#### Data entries
++++++++

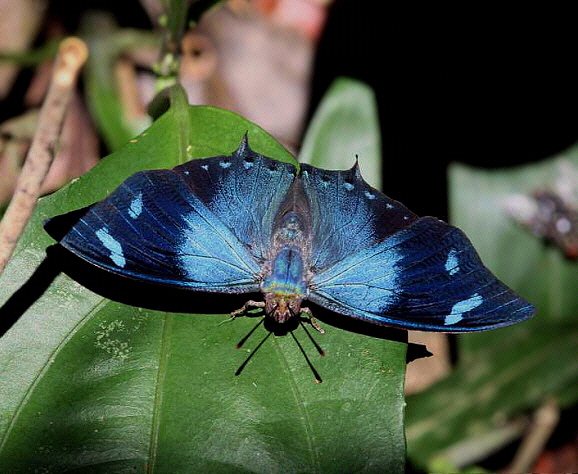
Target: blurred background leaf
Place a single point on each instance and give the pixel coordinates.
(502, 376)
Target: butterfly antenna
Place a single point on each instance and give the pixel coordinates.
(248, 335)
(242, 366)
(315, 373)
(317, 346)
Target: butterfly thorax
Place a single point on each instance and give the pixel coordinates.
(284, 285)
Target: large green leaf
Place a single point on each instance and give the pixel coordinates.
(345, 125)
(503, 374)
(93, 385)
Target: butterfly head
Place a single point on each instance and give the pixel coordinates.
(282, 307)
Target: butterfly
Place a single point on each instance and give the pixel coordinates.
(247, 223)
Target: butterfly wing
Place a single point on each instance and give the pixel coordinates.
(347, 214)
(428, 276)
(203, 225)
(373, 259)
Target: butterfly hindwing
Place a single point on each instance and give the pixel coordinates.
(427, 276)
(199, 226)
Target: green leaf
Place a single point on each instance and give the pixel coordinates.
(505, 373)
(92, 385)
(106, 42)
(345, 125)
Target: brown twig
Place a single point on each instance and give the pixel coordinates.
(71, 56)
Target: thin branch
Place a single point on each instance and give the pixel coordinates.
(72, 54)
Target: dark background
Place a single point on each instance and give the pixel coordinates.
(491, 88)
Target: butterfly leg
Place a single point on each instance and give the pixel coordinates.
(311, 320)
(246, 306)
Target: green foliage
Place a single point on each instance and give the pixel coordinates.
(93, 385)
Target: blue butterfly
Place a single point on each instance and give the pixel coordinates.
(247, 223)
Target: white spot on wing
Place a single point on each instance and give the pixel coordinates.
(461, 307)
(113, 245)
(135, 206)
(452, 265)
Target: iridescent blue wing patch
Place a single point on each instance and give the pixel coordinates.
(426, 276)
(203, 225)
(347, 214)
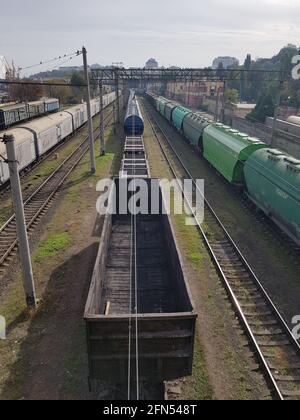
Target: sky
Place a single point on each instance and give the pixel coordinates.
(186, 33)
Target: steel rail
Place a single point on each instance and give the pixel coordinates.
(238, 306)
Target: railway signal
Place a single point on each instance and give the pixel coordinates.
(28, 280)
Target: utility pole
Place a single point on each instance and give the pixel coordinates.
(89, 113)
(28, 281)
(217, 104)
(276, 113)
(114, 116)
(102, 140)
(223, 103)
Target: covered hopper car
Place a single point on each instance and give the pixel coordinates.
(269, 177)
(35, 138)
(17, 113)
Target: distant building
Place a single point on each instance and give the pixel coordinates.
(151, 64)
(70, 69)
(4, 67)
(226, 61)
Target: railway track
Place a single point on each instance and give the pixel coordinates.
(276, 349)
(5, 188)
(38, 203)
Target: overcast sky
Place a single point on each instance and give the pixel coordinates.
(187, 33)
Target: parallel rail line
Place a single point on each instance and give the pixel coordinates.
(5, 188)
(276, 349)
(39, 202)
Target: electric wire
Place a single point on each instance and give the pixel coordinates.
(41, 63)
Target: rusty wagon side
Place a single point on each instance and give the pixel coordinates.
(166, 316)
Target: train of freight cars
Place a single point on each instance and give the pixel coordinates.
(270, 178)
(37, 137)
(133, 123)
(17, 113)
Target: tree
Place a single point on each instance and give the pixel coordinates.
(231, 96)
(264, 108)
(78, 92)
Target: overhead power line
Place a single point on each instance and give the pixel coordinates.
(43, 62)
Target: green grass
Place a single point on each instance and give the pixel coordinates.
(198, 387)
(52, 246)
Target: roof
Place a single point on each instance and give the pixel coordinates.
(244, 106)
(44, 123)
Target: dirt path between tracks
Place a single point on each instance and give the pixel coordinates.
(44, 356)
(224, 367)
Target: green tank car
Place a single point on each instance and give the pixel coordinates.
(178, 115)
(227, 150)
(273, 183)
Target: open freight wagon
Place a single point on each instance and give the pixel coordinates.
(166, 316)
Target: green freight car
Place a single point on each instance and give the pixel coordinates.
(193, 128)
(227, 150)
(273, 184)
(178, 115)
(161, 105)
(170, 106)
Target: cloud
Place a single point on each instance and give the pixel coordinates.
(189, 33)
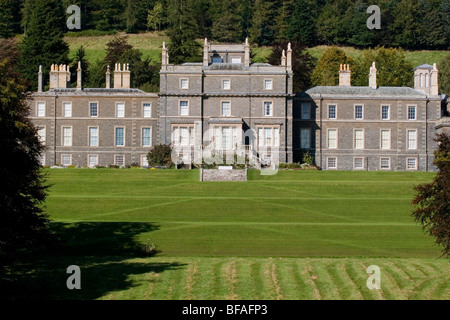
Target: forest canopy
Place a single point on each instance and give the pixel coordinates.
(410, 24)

++++++++

Every line above from the line with "Target: covered hopper car" to the line with "Target: train of freight cars", inclusive, must be returned exactly; no other line belongs in the reply.

#### RESPONSE TO THIS TASK
Target: covered hopper car
Place a single point on each instance and give the pixel coordinates.
(269, 177)
(35, 138)
(17, 113)
Target: distant building
Place a single point on each instance and give the pixel coordinates.
(151, 64)
(70, 69)
(4, 67)
(226, 61)
Target: railway track
Place a single point on each instance and give the pixel coordinates.
(276, 349)
(5, 188)
(38, 203)
Target: overcast sky
Place a single point on each instance and give the pixel coordinates.
(187, 33)
Target: parallel rail line
Place a single point on each instance and give the pixel coordinates.
(5, 188)
(276, 349)
(39, 202)
Target: electric wire
Place a single point on each instance and give the pixel coordinates.
(41, 63)
Target: rusty wagon side
Place a single point on each instance and give the pixel coordinates.
(166, 316)
Target: train of freight cars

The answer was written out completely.